Excerpted text —

Orb weaver spiders are known for their big, beautiful webs. Now, researchers suggest that these webs do more than just glue a spider’s meal in place — they may also swiftly paralyze their catch.

Biochemical ecologist Mario Palma has long suspected that the webs of orb weavers — common garden spiders that build wheel-shaped webs — contain neurotoxins. “My colleagues told me, ‘You are nuts,’” says Palma, of São Paulo State University’s Institute of Biosciences in Rio Claro, Brazil. No one had found such toxins, and webs’ stickiness seemed more than sufficient for the purpose of ensnaring prey.

The idea first came to him about 25 years ago, when Palma lived near a rice plantation where orb weavers were common. He says he often saw fresh prey, like bees or flies, in the spiders’ webs, and over time, noticed the hapless animals weren’t just glued — they convulsed and stuck out their tongues, as if they’d been poisoned. If he pulled the insects free, they struggled to walk or hold up their bodies, even if the web’s owner hadn’t injected venom.

Given records —
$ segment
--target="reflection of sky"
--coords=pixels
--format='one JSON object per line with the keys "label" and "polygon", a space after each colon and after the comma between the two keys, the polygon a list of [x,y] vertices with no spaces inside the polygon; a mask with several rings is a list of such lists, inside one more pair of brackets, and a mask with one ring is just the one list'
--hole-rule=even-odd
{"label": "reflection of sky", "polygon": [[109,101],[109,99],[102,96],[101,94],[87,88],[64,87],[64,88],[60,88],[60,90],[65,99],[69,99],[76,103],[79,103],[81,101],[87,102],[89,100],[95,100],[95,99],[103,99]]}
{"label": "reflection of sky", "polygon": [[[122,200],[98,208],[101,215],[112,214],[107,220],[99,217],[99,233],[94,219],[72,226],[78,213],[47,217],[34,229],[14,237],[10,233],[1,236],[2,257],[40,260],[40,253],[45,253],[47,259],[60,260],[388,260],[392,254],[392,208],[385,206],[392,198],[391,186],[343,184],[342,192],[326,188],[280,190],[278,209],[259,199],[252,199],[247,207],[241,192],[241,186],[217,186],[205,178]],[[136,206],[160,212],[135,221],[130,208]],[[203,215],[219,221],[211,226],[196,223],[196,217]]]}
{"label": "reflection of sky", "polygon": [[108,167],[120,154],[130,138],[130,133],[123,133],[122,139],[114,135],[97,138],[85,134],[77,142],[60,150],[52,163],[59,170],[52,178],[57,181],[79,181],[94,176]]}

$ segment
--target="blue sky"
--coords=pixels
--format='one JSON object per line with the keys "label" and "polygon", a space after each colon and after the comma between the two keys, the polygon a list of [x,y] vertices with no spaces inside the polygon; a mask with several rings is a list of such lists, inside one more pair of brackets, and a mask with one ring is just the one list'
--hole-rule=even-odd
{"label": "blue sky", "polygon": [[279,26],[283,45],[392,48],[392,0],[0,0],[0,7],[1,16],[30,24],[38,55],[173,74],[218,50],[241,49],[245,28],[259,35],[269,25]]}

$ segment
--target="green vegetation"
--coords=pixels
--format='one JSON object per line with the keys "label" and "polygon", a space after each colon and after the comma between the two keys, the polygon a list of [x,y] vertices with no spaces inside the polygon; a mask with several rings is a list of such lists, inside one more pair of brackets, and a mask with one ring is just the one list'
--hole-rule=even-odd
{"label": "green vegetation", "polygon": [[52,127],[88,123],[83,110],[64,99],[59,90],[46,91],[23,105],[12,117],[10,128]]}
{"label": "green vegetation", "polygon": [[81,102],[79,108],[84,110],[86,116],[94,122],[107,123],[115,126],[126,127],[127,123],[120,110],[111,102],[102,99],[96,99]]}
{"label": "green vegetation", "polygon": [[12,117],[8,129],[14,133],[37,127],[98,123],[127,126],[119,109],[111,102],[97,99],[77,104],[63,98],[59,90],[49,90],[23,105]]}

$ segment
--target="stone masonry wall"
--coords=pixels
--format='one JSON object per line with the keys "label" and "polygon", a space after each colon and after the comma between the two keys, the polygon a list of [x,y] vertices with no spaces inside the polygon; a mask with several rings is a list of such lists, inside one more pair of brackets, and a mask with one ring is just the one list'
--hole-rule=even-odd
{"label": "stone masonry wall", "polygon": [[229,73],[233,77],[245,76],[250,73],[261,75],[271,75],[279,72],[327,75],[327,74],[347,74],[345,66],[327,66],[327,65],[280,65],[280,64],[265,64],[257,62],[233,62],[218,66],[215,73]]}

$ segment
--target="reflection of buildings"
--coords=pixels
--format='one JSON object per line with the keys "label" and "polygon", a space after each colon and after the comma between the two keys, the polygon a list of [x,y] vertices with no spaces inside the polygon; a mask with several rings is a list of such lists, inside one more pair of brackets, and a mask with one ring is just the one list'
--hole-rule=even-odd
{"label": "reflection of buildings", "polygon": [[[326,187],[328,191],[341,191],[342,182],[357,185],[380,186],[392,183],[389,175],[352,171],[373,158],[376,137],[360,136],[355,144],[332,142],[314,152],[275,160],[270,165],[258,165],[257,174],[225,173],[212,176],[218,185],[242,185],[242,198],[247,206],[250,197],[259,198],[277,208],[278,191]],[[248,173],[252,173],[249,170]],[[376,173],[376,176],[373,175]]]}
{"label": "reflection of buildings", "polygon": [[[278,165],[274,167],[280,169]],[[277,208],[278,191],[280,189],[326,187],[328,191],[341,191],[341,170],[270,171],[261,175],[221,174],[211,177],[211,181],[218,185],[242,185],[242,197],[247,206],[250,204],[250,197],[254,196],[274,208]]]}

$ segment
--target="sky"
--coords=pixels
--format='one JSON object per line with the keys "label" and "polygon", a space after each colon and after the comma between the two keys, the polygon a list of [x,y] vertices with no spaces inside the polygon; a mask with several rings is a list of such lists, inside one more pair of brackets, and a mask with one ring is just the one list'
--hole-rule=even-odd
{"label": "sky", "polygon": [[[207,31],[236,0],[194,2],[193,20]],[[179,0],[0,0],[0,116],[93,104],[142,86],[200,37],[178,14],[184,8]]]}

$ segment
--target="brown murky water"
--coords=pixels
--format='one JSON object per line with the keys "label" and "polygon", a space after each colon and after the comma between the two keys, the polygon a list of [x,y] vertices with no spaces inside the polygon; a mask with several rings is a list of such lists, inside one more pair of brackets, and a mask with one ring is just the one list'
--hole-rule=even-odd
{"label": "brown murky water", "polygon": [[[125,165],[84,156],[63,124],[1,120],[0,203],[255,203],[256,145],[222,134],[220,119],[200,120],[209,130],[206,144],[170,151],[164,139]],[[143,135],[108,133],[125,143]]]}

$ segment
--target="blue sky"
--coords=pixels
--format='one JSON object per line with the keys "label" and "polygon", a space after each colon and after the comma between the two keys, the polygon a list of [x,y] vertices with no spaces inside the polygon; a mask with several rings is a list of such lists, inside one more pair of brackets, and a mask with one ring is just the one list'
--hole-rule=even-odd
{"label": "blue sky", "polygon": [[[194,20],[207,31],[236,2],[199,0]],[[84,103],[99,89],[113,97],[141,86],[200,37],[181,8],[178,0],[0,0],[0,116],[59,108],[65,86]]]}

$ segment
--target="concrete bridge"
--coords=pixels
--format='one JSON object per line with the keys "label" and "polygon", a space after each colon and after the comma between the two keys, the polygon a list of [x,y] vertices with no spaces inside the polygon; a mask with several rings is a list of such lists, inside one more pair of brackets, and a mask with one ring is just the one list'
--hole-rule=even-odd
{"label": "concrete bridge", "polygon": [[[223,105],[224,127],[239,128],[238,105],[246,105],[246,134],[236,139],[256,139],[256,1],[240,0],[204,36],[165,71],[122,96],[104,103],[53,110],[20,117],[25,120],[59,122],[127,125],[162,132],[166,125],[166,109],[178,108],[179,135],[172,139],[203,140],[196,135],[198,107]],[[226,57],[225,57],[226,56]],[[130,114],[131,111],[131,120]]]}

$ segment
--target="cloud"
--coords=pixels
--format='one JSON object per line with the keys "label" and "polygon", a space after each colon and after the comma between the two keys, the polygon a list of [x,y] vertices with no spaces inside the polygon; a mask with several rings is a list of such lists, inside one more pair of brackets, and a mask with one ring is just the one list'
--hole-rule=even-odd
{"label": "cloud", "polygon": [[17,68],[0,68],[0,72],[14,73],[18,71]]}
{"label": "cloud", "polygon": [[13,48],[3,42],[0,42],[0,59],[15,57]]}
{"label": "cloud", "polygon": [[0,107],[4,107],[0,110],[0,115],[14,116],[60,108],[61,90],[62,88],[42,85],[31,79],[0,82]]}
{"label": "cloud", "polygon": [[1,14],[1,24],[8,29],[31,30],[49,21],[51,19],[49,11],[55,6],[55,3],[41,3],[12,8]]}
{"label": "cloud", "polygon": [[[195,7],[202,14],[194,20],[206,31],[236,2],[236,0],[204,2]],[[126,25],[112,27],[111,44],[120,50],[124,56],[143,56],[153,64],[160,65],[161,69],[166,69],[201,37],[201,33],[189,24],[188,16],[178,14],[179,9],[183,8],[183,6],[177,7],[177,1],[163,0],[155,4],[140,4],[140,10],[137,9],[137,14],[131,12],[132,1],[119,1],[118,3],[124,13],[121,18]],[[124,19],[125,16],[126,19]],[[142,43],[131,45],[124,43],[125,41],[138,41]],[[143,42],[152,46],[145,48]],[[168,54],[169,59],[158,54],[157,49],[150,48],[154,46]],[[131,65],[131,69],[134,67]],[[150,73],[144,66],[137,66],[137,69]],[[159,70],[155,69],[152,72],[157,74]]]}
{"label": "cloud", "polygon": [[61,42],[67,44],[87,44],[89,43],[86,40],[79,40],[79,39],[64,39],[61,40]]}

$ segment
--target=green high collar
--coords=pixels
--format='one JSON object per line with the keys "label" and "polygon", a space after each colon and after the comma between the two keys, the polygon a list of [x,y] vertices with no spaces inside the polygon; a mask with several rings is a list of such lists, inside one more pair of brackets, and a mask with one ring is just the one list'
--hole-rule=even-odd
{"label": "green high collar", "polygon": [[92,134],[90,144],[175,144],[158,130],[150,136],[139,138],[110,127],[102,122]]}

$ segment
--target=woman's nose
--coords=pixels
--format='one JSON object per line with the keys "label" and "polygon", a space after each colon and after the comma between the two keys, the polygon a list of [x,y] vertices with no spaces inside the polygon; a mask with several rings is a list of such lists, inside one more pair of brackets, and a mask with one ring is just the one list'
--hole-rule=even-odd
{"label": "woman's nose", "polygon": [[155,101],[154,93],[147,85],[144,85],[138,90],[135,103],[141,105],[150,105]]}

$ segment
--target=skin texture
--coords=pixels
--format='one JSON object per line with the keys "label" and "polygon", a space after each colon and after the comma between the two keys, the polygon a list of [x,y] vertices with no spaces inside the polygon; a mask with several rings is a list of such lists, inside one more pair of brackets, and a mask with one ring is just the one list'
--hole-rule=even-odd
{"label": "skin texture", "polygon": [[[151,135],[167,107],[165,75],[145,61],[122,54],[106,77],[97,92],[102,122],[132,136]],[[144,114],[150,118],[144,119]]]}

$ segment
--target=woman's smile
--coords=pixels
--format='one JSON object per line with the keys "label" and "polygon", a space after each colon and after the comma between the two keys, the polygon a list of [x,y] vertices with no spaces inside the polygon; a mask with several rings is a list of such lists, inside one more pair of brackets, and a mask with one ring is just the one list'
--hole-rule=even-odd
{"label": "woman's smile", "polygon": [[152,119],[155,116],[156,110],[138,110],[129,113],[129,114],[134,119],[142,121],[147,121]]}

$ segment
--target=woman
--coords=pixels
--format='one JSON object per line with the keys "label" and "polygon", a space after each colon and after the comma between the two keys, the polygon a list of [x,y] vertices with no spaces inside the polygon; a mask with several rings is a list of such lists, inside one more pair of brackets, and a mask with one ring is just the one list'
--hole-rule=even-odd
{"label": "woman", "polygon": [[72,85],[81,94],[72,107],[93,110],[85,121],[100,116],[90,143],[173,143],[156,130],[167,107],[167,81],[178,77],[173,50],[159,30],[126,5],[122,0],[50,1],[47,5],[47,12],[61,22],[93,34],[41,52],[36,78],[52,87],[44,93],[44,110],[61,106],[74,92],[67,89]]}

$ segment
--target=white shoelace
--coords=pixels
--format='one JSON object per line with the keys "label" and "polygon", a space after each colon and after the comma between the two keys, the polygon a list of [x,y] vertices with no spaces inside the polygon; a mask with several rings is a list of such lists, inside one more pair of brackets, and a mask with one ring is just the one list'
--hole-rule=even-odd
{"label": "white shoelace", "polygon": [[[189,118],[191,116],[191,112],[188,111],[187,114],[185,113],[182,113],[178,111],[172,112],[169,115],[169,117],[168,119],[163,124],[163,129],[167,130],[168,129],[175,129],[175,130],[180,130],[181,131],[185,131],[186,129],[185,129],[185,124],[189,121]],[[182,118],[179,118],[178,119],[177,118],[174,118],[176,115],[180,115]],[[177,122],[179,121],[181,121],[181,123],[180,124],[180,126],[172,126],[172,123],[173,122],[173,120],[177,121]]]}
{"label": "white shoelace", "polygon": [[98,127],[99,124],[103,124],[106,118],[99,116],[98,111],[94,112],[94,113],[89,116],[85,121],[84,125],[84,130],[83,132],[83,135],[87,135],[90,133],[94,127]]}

Instructions to follow — Reproduce the passage on orb weaver webs word for word, beginning at "Biochemical ecologist Mario" and stopping after "of ensnaring prey.".

Task solution —
Biochemical ecologist Mario Palma has long suspected that the webs of orb weavers — common garden spiders that build wheel-shaped webs — contain neurotoxins. “My colleagues told me, ‘You are nuts,’” says Palma, of São Paulo State University’s Institute of Biosciences in Rio Claro, Brazil. No one had found such toxins, and webs’ stickiness seemed more than sufficient for the purpose of ensnaring prey.